**Exercise prompt**.
Extract each line of the data below exactly as written.

**Material for this exercise**.
** Start **

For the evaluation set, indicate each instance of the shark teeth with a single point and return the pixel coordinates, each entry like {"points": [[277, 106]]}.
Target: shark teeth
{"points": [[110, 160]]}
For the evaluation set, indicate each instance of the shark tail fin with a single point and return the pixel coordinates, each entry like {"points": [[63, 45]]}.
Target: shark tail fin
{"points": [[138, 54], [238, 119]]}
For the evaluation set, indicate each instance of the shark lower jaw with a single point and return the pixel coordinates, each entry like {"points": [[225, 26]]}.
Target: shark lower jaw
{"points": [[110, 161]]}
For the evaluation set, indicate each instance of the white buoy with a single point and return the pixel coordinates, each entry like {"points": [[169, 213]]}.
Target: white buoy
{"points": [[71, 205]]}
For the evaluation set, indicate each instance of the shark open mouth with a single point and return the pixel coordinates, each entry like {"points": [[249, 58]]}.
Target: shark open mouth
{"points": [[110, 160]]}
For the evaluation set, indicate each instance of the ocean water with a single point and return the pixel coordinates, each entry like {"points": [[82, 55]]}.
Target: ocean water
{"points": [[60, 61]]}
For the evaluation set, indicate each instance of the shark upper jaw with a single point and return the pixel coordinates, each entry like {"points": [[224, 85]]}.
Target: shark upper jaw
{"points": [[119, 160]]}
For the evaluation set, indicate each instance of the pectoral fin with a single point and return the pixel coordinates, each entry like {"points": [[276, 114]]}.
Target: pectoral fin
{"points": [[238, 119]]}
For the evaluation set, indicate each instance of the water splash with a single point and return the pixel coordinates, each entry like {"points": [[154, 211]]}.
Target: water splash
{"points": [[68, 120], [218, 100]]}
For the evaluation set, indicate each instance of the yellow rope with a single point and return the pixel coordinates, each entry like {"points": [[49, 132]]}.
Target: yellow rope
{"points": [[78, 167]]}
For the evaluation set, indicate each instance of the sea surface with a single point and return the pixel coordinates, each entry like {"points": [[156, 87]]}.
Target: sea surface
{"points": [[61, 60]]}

** End **

**Written solution**.
For the evaluation set, indicate each instance of the shark teeth with a single point and return the pixel coordinates, each entry like {"points": [[277, 106]]}.
Target: shark teeth
{"points": [[110, 160]]}
For the evaluation set, indicate each instance of the shark tail fin with a single point and return the pixel coordinates, each entry like {"points": [[63, 45]]}.
Target: shark tail fin
{"points": [[138, 54], [238, 119]]}
For the evaluation set, indicate each instance of the shark lower jaw with a single point and return the pixel coordinates, each entry like {"points": [[225, 26]]}.
Target: shark lower jaw
{"points": [[110, 161]]}
For the evaluation set, indicate each instance of the white buoy with a single point and return the pixel coordinates, each entry like {"points": [[169, 213]]}.
Target: white buoy
{"points": [[71, 205]]}
For the evaluation set, indicate each instance of the shark open mouth with a single point and return the pixel coordinates, each entry like {"points": [[249, 58]]}.
Target: shark open mouth
{"points": [[110, 160]]}
For the evaluation set, indicate each instance of the ocean water with a single point and return the pixel coordinates, each entry like {"points": [[82, 55]]}.
Target: ocean water
{"points": [[60, 61]]}
For the evaluation set, indicate each instance of the shark upper jaw with a single point and return the pixel coordinates, each entry like {"points": [[224, 85]]}.
Target: shark upper jaw
{"points": [[119, 160]]}
For the evaluation set, indicate each instance of the pectoral fin with a single point and return the pixel coordinates, each entry like {"points": [[276, 114]]}.
Target: pectoral fin
{"points": [[238, 119]]}
For the evaluation set, indicate each instance of the water splash with a single point and return the pixel coordinates, each entry like {"points": [[154, 211]]}.
Target: water splash
{"points": [[68, 120], [218, 100]]}
For the evaluation set, indicate each instance of the yellow rope with a single point and return the pixel coordinates, each entry like {"points": [[49, 132]]}.
Target: yellow rope
{"points": [[78, 167]]}
For the evaluation set, indicate each instance of the sea surface with a single point and return the pixel coordinates, each entry like {"points": [[156, 87]]}.
Target: sea surface
{"points": [[61, 60]]}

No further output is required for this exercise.